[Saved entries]
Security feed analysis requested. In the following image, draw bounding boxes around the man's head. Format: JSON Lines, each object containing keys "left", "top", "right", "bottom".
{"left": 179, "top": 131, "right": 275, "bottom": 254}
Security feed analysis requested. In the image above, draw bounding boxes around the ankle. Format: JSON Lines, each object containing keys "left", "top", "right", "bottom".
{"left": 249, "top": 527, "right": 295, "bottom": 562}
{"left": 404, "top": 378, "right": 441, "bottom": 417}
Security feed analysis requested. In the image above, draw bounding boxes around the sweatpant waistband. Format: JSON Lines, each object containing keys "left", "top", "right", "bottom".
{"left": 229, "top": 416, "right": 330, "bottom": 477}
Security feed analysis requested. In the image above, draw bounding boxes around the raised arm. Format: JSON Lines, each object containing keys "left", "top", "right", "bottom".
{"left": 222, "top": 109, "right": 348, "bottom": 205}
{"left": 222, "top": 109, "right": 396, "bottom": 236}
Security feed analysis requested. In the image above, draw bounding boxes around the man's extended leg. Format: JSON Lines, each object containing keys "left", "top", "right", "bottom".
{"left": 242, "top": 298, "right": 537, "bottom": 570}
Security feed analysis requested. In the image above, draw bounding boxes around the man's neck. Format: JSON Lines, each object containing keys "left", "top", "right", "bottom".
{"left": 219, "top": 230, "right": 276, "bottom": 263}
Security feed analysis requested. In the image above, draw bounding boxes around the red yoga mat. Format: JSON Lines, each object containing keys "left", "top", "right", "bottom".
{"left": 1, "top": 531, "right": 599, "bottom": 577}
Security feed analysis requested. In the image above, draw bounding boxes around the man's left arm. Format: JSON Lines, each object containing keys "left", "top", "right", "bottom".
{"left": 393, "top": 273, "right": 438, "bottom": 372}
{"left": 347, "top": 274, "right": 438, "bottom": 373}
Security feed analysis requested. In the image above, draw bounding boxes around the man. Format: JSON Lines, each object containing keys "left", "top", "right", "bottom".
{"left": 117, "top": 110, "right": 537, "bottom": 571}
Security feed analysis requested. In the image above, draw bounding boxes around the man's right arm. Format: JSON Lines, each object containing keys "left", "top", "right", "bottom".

Directions for this task: Write the records out again, character for character.

Task solution:
Security feed analysis requested. In the following image, draw bounding boxes around the man's head. Format: JSON Lines, each object containing keys "left", "top", "right", "bottom".
{"left": 179, "top": 131, "right": 275, "bottom": 254}
Security feed analysis requested. In the image above, draw bounding boxes around the ankle. Format: JSON Lines, each object containing keys "left", "top", "right", "bottom".
{"left": 249, "top": 527, "right": 295, "bottom": 562}
{"left": 404, "top": 378, "right": 441, "bottom": 417}
Security feed analysis requested. In the image above, draw bounding boxes around the sweatpant waistband. Format: JSON Lines, each object containing keys "left", "top", "right", "bottom".
{"left": 229, "top": 416, "right": 330, "bottom": 477}
Security feed analysis requested. In the image above, draw bounding boxes around the raised arm. Format: JSON Lines, each object containing keys "left", "top", "right", "bottom".
{"left": 222, "top": 109, "right": 348, "bottom": 205}
{"left": 222, "top": 109, "right": 396, "bottom": 236}
Security feed analysis requested. In the image above, draw bounding boxes around the man's extended leg. Format: JSON Lines, each object containing keys "left", "top", "right", "bottom".
{"left": 242, "top": 298, "right": 537, "bottom": 570}
Security feed analysis requested. In the image above, draw bounding boxes around the man's neck. Format: JSON Lines, each object containing keys "left", "top", "right", "bottom".
{"left": 219, "top": 230, "right": 276, "bottom": 263}
Security feed analysis requested. In the image above, draw bounding boxes around the red yoga mat. Format: JSON Lines, each object containing keys "left", "top", "right", "bottom".
{"left": 1, "top": 531, "right": 599, "bottom": 577}
Security feed analysis requested. In the image above, draw bounding boxes around the man's left arm. Format: JSON Lines, each object containing keys "left", "top", "right", "bottom".
{"left": 393, "top": 273, "right": 438, "bottom": 372}
{"left": 347, "top": 274, "right": 438, "bottom": 373}
Security feed analysis requested. In the image above, draw bounding boxes around the man. Format: JSON Lines, each object containing keys "left", "top", "right", "bottom".
{"left": 117, "top": 110, "right": 537, "bottom": 571}
Security feed analysis requested. In the image above, draw bounding boxes around the man's right arm. Format: JSON Lines, each object containing keys "left", "top", "right", "bottom".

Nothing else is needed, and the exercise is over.